-- start of Entries --

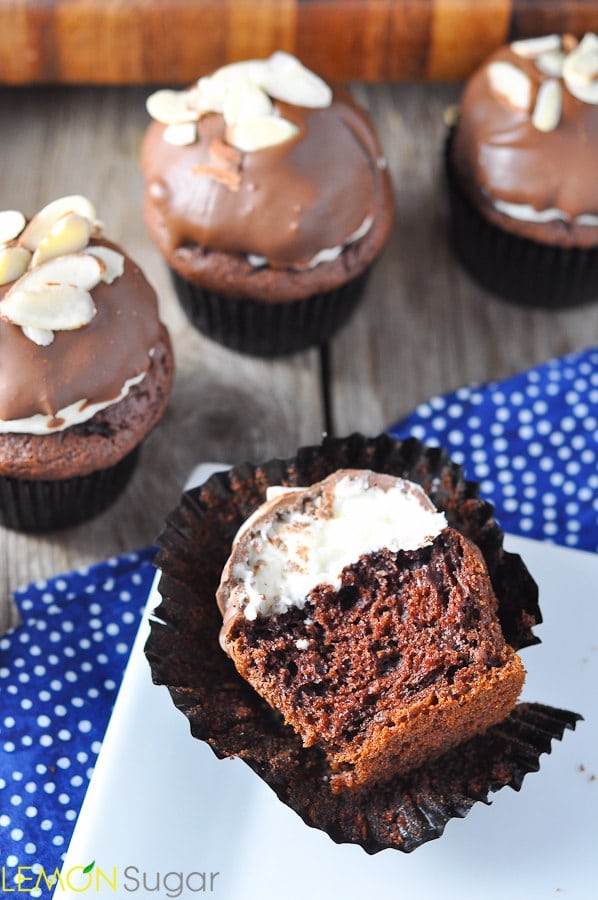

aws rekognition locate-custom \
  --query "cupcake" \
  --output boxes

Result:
[446,34,598,309]
[146,435,579,853]
[217,469,524,793]
[141,52,393,356]
[0,195,173,531]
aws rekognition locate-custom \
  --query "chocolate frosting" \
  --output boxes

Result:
[452,46,598,244]
[0,240,161,424]
[142,89,392,267]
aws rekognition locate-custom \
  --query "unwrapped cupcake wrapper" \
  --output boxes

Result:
[0,447,139,533]
[146,435,579,853]
[171,269,369,357]
[445,135,598,309]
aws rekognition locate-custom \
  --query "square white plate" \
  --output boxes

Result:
[54,466,598,900]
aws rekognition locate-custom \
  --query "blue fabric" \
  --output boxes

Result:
[0,349,598,896]
[0,547,155,897]
[390,348,598,551]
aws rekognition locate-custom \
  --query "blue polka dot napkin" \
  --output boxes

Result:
[390,348,598,551]
[0,548,155,897]
[0,348,598,897]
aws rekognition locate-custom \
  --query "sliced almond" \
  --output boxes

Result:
[21,325,54,347]
[0,284,96,331]
[162,122,197,147]
[0,247,31,284]
[6,253,106,297]
[227,116,299,153]
[0,209,27,244]
[532,78,563,131]
[262,51,332,109]
[85,244,125,284]
[511,34,561,59]
[535,50,565,78]
[488,60,532,112]
[189,59,267,115]
[563,33,598,105]
[31,213,91,266]
[19,194,96,250]
[145,89,197,125]
[222,79,272,125]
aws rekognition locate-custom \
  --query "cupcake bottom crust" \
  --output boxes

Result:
[0,327,174,481]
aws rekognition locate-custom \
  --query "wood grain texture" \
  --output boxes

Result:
[0,0,598,84]
[0,88,324,633]
[331,85,598,442]
[0,85,598,633]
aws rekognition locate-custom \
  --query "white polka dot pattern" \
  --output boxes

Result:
[0,547,155,897]
[391,349,598,551]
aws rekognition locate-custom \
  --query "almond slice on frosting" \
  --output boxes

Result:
[85,244,125,284]
[9,253,106,294]
[222,79,273,125]
[19,194,96,251]
[0,247,31,284]
[563,33,598,105]
[534,50,566,78]
[21,325,54,347]
[488,60,532,112]
[0,209,27,244]
[532,78,563,131]
[0,284,96,332]
[262,50,332,109]
[227,116,299,153]
[510,34,561,59]
[31,213,91,266]
[145,89,197,125]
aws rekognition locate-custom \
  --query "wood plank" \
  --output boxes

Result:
[0,0,598,84]
[331,85,598,442]
[0,88,324,633]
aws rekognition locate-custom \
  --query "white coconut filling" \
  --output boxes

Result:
[232,473,447,621]
[493,200,598,226]
[247,216,374,270]
[0,366,153,435]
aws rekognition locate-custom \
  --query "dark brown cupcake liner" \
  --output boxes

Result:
[170,269,369,357]
[445,134,598,309]
[0,447,139,533]
[146,435,579,853]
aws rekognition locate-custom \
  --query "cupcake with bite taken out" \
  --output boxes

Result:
[447,34,598,309]
[145,434,579,853]
[0,195,173,531]
[141,53,393,356]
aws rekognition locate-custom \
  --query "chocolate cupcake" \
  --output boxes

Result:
[141,53,393,356]
[146,435,579,853]
[0,195,173,531]
[217,469,524,793]
[446,34,598,309]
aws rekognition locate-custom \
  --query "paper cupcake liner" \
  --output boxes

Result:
[445,135,598,309]
[146,434,579,853]
[171,269,369,357]
[0,447,139,532]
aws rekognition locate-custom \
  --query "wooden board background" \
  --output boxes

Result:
[0,0,598,84]
[0,84,598,633]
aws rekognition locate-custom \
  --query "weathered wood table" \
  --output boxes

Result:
[0,84,598,633]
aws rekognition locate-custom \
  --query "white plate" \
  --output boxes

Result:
[54,467,598,900]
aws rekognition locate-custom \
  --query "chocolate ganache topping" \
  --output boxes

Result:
[142,54,392,269]
[452,34,598,246]
[0,198,162,433]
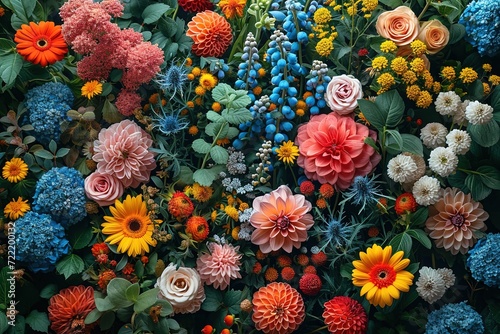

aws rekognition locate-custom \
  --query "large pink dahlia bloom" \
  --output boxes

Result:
[92,120,156,188]
[295,112,381,190]
[250,185,314,253]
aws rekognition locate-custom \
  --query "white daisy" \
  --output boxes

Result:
[412,175,441,206]
[434,91,462,116]
[429,147,458,177]
[387,154,418,183]
[446,129,472,155]
[465,101,493,124]
[416,267,446,304]
[420,123,448,149]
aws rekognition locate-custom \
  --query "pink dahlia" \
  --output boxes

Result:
[196,243,242,290]
[295,112,381,190]
[250,185,314,253]
[92,120,156,188]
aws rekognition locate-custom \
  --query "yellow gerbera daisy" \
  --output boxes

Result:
[276,140,299,164]
[2,158,28,183]
[82,80,102,100]
[102,195,156,256]
[3,197,30,220]
[352,244,413,307]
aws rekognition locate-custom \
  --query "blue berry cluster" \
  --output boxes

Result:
[16,211,70,273]
[24,82,74,145]
[425,302,484,334]
[33,167,86,228]
[467,233,500,288]
[305,60,332,115]
[458,0,500,57]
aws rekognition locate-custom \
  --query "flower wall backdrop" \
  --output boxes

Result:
[0,0,500,334]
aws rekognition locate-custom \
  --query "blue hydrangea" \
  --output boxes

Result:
[458,0,500,57]
[425,302,484,334]
[16,211,70,273]
[467,233,500,287]
[24,82,74,145]
[33,167,86,228]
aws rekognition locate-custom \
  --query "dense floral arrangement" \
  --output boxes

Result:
[0,0,500,334]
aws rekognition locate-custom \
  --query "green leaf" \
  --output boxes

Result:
[358,99,387,132]
[106,277,134,308]
[389,232,413,257]
[467,120,500,147]
[125,283,141,302]
[465,174,491,202]
[374,90,405,128]
[26,310,50,333]
[141,3,170,24]
[477,166,500,190]
[56,254,84,279]
[0,52,23,91]
[134,288,160,313]
[40,283,59,299]
[401,133,424,157]
[406,229,432,249]
[210,145,229,165]
[191,138,212,154]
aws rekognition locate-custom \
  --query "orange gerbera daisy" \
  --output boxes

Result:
[14,21,68,67]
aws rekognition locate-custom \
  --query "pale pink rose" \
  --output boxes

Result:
[325,74,363,115]
[250,185,314,253]
[92,119,156,188]
[375,6,420,46]
[417,20,450,55]
[295,112,381,190]
[85,171,123,206]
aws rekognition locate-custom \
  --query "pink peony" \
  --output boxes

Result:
[92,120,156,188]
[85,172,124,206]
[196,243,242,290]
[295,112,381,190]
[250,185,314,253]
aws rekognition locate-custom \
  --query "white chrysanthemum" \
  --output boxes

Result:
[420,123,448,149]
[465,101,493,124]
[436,268,455,289]
[434,91,462,116]
[429,147,458,177]
[387,154,418,183]
[453,100,470,126]
[416,267,446,304]
[446,129,472,155]
[412,175,441,206]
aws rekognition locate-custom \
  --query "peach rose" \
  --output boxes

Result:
[417,20,450,55]
[325,74,363,116]
[375,6,419,46]
[85,172,124,206]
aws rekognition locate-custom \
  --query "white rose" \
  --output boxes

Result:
[325,74,363,116]
[155,263,205,313]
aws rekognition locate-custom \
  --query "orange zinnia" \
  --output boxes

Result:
[14,21,68,67]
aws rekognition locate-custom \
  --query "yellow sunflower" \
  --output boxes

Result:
[2,158,28,183]
[102,195,156,256]
[276,140,299,164]
[3,197,30,220]
[352,244,413,307]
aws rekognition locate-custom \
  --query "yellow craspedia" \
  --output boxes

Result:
[372,56,389,71]
[316,38,333,57]
[458,67,478,83]
[380,41,398,53]
[313,7,332,24]
[391,57,408,75]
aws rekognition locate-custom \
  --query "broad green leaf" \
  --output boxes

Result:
[26,310,50,333]
[210,145,229,165]
[142,3,170,24]
[56,254,84,279]
[191,138,212,154]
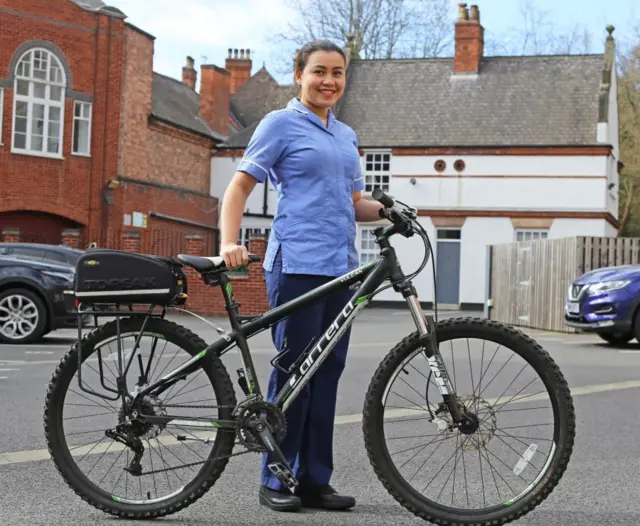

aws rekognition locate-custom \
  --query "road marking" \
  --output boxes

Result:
[0,377,640,466]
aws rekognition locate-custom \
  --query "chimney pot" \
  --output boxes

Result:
[453,4,484,74]
[224,48,252,95]
[458,3,469,21]
[182,56,198,89]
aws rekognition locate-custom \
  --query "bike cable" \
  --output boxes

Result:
[371,205,438,323]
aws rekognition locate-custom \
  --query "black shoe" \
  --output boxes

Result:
[295,485,356,510]
[259,486,301,511]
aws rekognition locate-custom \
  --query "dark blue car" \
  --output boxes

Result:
[564,265,640,345]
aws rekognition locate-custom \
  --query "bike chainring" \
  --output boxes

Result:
[233,399,287,453]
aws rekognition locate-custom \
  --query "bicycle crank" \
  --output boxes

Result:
[249,413,298,491]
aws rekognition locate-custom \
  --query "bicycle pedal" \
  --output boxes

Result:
[269,462,299,491]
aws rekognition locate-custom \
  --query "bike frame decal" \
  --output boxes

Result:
[274,298,368,411]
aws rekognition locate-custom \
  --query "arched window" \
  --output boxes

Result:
[12,48,67,157]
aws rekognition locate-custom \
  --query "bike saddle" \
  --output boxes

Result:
[178,254,260,272]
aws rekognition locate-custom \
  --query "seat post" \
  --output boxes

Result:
[218,272,240,330]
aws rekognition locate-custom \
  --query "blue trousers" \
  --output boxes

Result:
[261,250,353,490]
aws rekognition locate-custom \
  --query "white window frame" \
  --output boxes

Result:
[357,225,380,266]
[513,228,549,243]
[362,150,392,194]
[11,47,67,159]
[71,100,93,157]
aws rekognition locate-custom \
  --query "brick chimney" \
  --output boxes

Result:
[453,4,484,73]
[182,57,198,90]
[224,48,252,95]
[200,65,231,135]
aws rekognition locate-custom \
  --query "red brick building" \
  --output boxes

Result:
[0,0,235,253]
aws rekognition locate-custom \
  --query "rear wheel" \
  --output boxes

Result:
[44,318,236,519]
[363,318,575,526]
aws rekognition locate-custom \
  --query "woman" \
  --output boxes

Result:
[221,41,388,511]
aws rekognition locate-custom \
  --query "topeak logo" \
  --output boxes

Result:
[82,278,159,290]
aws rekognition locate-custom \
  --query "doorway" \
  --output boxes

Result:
[436,228,462,309]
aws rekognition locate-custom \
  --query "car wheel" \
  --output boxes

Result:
[598,332,633,345]
[0,289,47,344]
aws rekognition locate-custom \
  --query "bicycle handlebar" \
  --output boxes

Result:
[371,188,395,208]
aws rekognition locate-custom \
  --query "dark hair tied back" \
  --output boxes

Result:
[294,40,347,79]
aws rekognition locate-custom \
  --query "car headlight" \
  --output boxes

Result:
[41,270,73,283]
[588,279,631,295]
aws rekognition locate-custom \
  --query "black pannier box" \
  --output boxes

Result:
[74,249,187,306]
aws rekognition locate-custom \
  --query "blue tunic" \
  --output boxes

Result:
[237,98,364,276]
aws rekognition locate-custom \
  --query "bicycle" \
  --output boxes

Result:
[44,189,575,525]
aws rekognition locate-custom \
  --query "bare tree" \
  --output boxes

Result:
[618,41,640,236]
[275,0,453,59]
[496,0,592,56]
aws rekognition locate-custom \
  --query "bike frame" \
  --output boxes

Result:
[77,227,462,429]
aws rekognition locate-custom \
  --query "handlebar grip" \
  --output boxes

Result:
[371,188,395,208]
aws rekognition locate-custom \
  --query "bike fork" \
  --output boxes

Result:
[406,294,466,424]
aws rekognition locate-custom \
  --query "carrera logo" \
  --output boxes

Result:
[82,278,159,290]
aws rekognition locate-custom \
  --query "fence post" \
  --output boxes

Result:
[2,227,20,243]
[62,228,80,248]
[122,230,140,253]
[484,245,492,320]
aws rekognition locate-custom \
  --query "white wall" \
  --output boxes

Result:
[390,176,607,211]
[391,155,607,176]
[389,155,610,211]
[360,217,611,304]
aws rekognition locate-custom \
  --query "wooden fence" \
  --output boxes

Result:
[488,237,640,332]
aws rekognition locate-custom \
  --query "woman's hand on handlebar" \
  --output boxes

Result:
[220,243,249,270]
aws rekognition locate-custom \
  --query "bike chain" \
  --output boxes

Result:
[133,404,256,475]
[142,442,254,475]
[162,404,237,409]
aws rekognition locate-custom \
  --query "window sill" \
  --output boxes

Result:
[11,148,64,161]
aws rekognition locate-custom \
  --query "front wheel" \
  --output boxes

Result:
[363,318,575,526]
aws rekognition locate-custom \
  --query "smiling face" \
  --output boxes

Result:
[296,51,345,114]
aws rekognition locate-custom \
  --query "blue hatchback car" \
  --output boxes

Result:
[564,265,640,345]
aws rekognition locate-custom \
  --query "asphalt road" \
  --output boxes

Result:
[0,310,640,526]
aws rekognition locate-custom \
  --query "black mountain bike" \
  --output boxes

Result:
[44,190,575,525]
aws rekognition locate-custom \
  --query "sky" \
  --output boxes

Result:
[104,0,640,89]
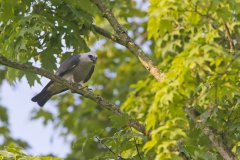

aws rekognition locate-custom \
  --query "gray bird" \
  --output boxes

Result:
[32,52,97,107]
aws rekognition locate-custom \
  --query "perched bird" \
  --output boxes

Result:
[32,52,97,107]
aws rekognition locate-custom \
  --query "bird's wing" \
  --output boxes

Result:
[55,54,80,76]
[83,65,95,83]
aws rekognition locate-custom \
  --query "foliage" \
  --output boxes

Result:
[0,0,240,160]
[0,144,61,160]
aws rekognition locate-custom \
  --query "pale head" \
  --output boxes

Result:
[80,52,97,63]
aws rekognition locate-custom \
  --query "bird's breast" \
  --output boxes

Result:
[73,63,92,83]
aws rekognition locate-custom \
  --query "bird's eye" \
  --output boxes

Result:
[88,54,93,58]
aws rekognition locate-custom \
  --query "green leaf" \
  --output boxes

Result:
[110,114,129,128]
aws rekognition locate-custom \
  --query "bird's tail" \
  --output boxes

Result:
[31,89,52,107]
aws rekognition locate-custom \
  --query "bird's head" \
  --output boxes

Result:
[80,52,97,63]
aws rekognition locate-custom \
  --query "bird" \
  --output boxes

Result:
[31,52,97,107]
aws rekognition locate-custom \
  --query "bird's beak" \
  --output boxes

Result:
[91,57,97,63]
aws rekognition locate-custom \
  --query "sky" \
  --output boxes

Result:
[0,0,150,158]
[0,78,70,158]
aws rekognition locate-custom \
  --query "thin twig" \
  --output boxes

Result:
[224,23,235,52]
[129,127,142,160]
[91,0,236,160]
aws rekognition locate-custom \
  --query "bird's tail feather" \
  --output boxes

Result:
[31,90,52,107]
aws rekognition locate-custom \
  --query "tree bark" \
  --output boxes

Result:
[91,0,236,160]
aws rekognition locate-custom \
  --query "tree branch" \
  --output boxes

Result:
[92,25,124,46]
[91,0,236,160]
[224,23,235,51]
[91,0,164,81]
[0,55,147,135]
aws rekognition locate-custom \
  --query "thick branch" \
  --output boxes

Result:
[0,55,146,135]
[91,0,236,160]
[91,0,164,81]
[92,25,124,46]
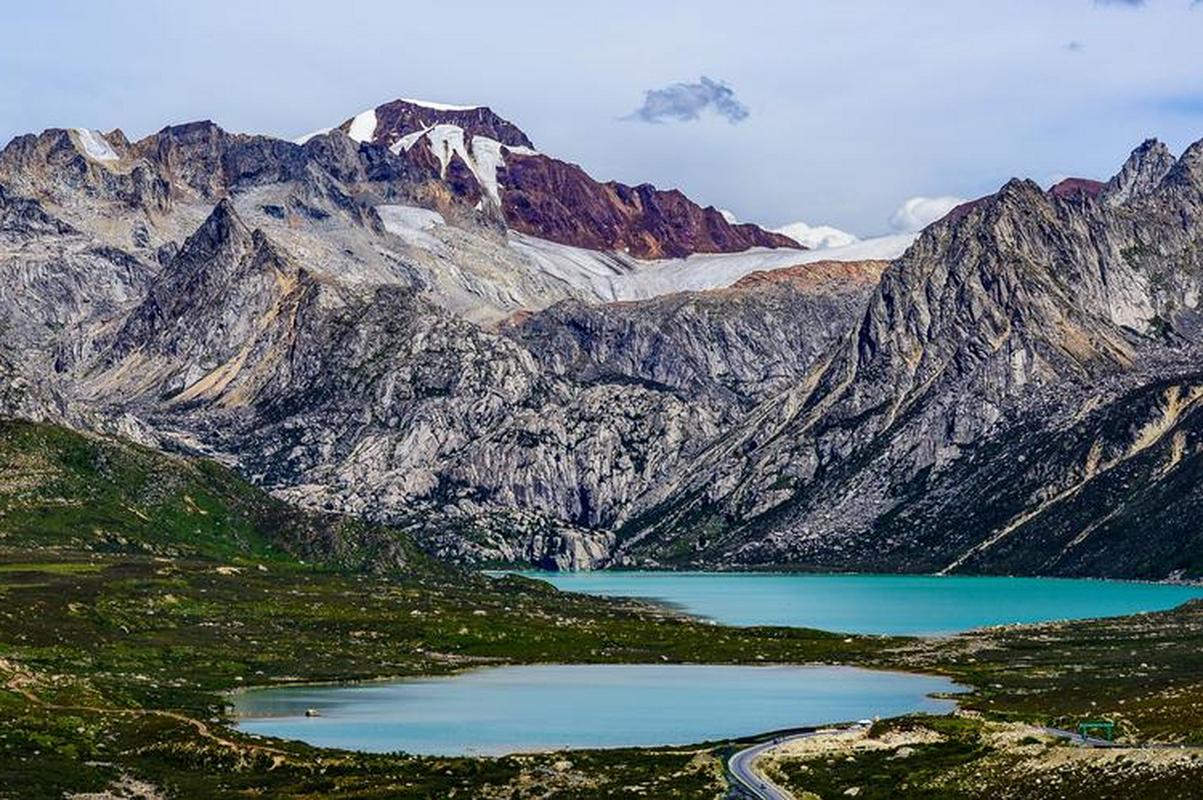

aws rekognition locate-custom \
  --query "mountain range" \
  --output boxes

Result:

-- end of Entries --

Written request:
Reproduce the rows above from their start through the line with "[222,79,272,125]". Leave out the pictures.

Task solution:
aws rekognition locate-custom \
  --query "cupcake" \
  --output boxes

Result:
[446,34,598,309]
[146,435,579,853]
[217,469,524,793]
[141,52,393,356]
[0,195,173,531]
aws rekognition locate-custom \
  --query "chocolate frosting" \
  --output boxes

Result:
[452,46,598,244]
[0,240,161,424]
[142,89,392,267]
aws rekognition locate-custom \
  --query "unwrapped cupcake wrapper" \
  --output boxes

Result:
[0,447,139,533]
[146,435,579,853]
[171,269,369,357]
[445,135,598,309]
aws rekognition locate-custom \
  --query "square white plate" \
  --output boxes

Result:
[54,466,598,900]
aws rekognition locate-custom \
  --query "blue fabric" \
  --output boxes

Result:
[0,349,598,896]
[0,547,155,897]
[390,348,598,551]
aws rekognition locate-custom \
  --query "blue polka dot napkin" \
  --output boxes

Result:
[390,348,598,551]
[0,548,155,897]
[0,348,598,897]
aws rekognition locate-custom \
  --query "sliced almond" \
  --output boxes

Result:
[21,325,54,347]
[0,284,96,331]
[162,122,197,147]
[0,247,31,284]
[6,253,106,297]
[227,116,299,153]
[0,209,27,244]
[532,78,563,131]
[262,51,332,109]
[85,244,125,284]
[511,34,561,59]
[535,50,565,78]
[488,60,532,112]
[189,59,267,115]
[563,33,598,105]
[31,213,91,266]
[19,194,96,250]
[145,89,197,125]
[222,79,272,125]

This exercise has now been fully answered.